Simply said; Neurofeedback is the process of taking the brain map (qEEG) of  a patient's brain then, using your sensory system, the clinician chooses a feedback stimulation that allows your brain function in a way eventually finding a balance also known as homeostasis.

Often the examples are using music played through headphones, watching a screen with a ball, or a specific meditation. This methodology is medication-free and completely non-invasive. All you have to do is show up and relax.

What can conditions can Neurofeedback help?

  • Post Traumatic Stress Disorder (PTSD)

The causes of PTSD are often, not always, associated with a traumatic event. An event or multiple events can effect a person's life and is not being recognized as the most significant cause of mental health issues for our veterans.

It is suggested in the research that 20% of those involved in Operations Iraqi Freedom (OIF) and Enduring Freedom (OEF) have PTSD. This is down from the Vietnam War of 30%. However, these studies observing Vietnam Veterans were throughout their lifetime and sadly the research shows numbers are climbing post 9/11.

Research has consistently proven that using Neurofeedback can improve patients lives. One of the many research articles listed here [1] how important Neurofeedback can be to a patient suffering from PTSD.

  • Concussions and Traumatic Brain Injuries

In any brain injury that is traumatic, the importance in understanding the impact it has on a patient’s brain is the most important thing to do.

- List of tasks
a - According to the neurofeedback text, what percentage of those involved in Operations Iraqi Freedom and Enduring Freedom are suggested to have PTSD?
b - Continue the neurofeedback text from the point where it stops.
The data after this text is not needed.

Dataset entries
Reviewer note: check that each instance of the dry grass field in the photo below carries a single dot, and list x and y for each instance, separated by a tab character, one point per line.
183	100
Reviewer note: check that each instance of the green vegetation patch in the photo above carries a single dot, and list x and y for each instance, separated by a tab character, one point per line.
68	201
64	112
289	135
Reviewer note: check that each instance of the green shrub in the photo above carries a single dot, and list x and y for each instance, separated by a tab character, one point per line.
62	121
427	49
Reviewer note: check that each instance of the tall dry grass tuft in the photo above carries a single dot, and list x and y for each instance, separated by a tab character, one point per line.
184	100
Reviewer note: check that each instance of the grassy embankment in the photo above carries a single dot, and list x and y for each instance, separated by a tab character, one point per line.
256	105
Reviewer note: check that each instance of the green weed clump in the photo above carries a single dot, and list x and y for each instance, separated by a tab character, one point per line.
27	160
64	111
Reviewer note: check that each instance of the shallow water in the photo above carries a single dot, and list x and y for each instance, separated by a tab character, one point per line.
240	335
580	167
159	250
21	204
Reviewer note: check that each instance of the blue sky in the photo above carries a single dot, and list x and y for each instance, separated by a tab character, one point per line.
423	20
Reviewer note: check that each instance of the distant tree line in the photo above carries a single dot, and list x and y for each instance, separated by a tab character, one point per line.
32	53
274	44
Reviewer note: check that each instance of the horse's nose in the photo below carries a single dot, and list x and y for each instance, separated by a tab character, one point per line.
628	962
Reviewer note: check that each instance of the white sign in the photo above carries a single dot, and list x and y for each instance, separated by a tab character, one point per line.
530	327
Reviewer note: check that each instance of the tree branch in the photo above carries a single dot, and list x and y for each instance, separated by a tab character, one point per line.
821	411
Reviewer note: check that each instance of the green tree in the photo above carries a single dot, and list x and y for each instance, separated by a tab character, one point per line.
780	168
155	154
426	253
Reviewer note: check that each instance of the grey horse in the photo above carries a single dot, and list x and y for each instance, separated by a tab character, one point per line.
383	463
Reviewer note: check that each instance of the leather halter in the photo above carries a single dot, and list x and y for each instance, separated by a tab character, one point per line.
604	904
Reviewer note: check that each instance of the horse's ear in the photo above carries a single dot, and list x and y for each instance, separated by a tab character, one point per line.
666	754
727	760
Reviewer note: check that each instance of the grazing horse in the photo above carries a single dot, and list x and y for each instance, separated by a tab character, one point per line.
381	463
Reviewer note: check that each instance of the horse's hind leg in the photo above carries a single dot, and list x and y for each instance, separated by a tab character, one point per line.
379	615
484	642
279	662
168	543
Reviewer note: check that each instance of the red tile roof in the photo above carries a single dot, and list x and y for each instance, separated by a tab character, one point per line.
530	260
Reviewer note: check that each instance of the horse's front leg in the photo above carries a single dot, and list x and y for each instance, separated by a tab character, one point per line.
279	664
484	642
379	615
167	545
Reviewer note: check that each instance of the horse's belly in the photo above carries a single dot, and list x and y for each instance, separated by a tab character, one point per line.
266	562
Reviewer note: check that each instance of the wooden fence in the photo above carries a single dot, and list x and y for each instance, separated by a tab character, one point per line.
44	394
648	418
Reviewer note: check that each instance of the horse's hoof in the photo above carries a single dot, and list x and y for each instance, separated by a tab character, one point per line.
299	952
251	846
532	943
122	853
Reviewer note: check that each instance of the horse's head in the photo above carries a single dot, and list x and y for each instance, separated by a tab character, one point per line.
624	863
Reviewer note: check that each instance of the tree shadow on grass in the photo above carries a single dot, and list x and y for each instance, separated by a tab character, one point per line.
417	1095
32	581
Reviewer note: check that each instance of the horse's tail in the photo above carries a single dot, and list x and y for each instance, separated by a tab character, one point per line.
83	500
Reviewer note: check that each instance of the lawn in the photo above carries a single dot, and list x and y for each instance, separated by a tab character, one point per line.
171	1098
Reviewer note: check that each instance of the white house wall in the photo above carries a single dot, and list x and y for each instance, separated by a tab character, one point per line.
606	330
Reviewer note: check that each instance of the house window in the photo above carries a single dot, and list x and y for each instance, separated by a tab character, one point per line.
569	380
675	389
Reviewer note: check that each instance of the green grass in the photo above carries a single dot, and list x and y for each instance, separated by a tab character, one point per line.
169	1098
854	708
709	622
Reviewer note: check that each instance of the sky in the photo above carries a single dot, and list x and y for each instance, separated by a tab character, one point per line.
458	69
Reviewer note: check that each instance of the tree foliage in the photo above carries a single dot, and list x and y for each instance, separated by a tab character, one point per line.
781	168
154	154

- Answers per task
a - 20%

b -
A neurological evaluation that includes a qEEG brain mapping can allow any patient to visualize the injured areas that have been negatively impacted by the event. Our evaluation here at Flathead Chiropractic will help identify why you or your loved ones have been experiencing any symptoms related to a concussion.

Recent studies [2] have shown how manageable using Neurofeedback can be creating great results for patients that have been affected by concussions.


  1. A Randomized Controlled Study of Neurofeedback for Chronic PTSD. PLoS One. 2016 Dec 16;11(12):e0166752. doi: 10.1371/journal.pone.0166752. Erratum in: PLoS One. 2019 Apr 24;14(4):e0215940. PMID: 27992435; PMCID: PMC5161315
  2. Mobile Neurofeedback for Pain Management in Veterans with TBI and PTSD. Pain Med. 2021 Feb 23;22(2):329-337. doi: 10.1093/pm/pnz269. PMID: 31697371; PMCID: PMC7901853.